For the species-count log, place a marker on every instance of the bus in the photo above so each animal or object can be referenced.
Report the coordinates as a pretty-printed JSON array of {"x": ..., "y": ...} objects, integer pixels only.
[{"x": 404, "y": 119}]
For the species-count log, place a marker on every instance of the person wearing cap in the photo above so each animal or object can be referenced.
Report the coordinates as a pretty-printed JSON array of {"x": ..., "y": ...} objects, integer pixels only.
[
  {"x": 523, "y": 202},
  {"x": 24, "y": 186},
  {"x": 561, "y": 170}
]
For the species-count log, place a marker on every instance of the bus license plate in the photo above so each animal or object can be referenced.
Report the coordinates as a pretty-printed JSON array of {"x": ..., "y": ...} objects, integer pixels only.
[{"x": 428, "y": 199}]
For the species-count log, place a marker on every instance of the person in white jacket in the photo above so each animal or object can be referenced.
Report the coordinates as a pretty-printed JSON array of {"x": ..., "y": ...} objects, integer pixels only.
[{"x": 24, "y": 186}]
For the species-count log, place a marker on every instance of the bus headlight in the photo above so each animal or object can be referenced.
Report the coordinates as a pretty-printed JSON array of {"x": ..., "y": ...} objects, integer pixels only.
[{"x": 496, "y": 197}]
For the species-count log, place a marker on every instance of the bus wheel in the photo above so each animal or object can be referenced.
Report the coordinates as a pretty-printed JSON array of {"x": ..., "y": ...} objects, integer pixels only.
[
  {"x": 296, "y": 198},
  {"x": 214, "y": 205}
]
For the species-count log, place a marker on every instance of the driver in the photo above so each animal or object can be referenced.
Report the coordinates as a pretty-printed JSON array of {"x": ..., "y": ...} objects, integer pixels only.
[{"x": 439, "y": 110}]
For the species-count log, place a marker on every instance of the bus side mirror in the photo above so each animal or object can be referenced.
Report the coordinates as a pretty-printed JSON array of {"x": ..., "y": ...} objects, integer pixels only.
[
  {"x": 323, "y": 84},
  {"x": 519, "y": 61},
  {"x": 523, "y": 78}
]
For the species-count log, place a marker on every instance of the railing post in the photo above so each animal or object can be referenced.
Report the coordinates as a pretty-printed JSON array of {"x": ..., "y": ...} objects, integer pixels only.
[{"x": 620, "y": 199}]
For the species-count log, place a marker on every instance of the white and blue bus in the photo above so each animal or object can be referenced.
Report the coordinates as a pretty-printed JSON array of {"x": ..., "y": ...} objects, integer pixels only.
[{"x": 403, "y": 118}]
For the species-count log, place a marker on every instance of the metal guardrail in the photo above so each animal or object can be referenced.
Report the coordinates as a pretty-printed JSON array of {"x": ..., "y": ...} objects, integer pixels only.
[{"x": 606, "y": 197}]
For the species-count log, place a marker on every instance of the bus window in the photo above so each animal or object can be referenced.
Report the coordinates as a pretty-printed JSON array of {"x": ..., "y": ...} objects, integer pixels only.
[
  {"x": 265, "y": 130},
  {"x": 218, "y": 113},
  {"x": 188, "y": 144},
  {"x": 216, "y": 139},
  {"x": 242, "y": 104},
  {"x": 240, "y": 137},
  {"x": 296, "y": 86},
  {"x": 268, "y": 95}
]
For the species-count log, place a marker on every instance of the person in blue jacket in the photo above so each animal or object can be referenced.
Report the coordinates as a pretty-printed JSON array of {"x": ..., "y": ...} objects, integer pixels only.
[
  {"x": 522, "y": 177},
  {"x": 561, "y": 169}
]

::::

● Goal:
Return every line of the data above verbatim, from the first line to the last, with no changes.

● Solution to this problem:
For the species-count log, place a marker on every instance of the bus in the photo above so each animal or object can be referenced.
Report the coordinates as a pretty-printed JSON array of {"x": ..., "y": ...} objects, integer pixels only.
[{"x": 404, "y": 119}]
For the species-count log, place a marker on every instance of the person wearing cap in the photo above so each animal or object can be referenced.
Report the coordinates as a pretty-printed JSON array of {"x": ..., "y": ...} objects, integer pixels only.
[
  {"x": 523, "y": 202},
  {"x": 24, "y": 186},
  {"x": 561, "y": 170}
]
For the species-count log, place a marker on every instance of the bus license plate in the photo above so each animal or object can be referenced.
Report the coordinates as a pretty-printed JSON array of {"x": ..., "y": ...} objects, integer pixels only.
[{"x": 428, "y": 199}]
For the species-count log, place a marker on every instance of the person in white jacket in the photo above so each animal or object can be referenced.
Report the coordinates as a pretty-printed JSON array of {"x": ..., "y": ...} objects, integer pixels only.
[{"x": 24, "y": 186}]
For the species-count log, place a marker on every instance of the bus headlight in the photo above so each animal or object can be referenced.
Report the coordinates as a pretty-printed JSON array of {"x": ..., "y": ...} objects, integer pixels only.
[{"x": 496, "y": 197}]
For the species-count log, place a marker on every instance of the bus wheel in the photo above so each animal or object can be referenced.
Report the coordinates as a pretty-printed JSON array of {"x": ..., "y": ...} objects, integer pixels only.
[
  {"x": 296, "y": 198},
  {"x": 214, "y": 205}
]
For the species-count log, place a marker on every instance of the driver in the photo above so each animal or object can be referenced.
Report the coordinates as a pretty-printed JSON array of {"x": ..., "y": ...} objects, integer pixels only.
[{"x": 439, "y": 110}]
For the species-count log, place a marker on every instance of the bus side mirror in the photo above so each animal or object can be referenced.
Report the coordinates as a pretty-printed JSON array of {"x": ..., "y": ...} objects, integer pixels only.
[
  {"x": 323, "y": 84},
  {"x": 519, "y": 61},
  {"x": 523, "y": 78}
]
For the species-count log, place a marker on every instance of the railing post in the photo above so each animal or object can be referenced.
Report the coordinates as a pretty-printed JSON array of {"x": ..., "y": ...} objects, integer pixels only.
[{"x": 620, "y": 199}]
For the species-count log, place a marker on every instance of the white and blue bus in the photo above so each animal or object can be referenced.
Report the coordinates as a pretty-printed JSON array of {"x": ..., "y": ...} objects, integer pixels only.
[{"x": 403, "y": 118}]
For the species-count log, place a marker on every instance of the metal guardrail in the photo above so each animal or object can be referenced.
Report the coordinates as a pretty-printed JSON array of {"x": ..., "y": ...} objects, integer pixels only.
[{"x": 606, "y": 197}]
For the species-count log, place a marker on every instance of the bus window in the photo above so each animal or object can be referenced.
Report the coordinates as a pretty-printed JSON array of {"x": ..., "y": ...} objects, integer pixels only.
[
  {"x": 265, "y": 130},
  {"x": 218, "y": 113},
  {"x": 188, "y": 144},
  {"x": 216, "y": 139},
  {"x": 242, "y": 104},
  {"x": 240, "y": 137},
  {"x": 296, "y": 86},
  {"x": 268, "y": 95}
]
For the species-count log, place a marker on every instance of the person in blue jacket in the photo above so each animal or object can be referenced.
Report the coordinates as a pretty-printed JSON array of {"x": ..., "y": ...} objects, integer pixels only.
[
  {"x": 522, "y": 177},
  {"x": 561, "y": 169}
]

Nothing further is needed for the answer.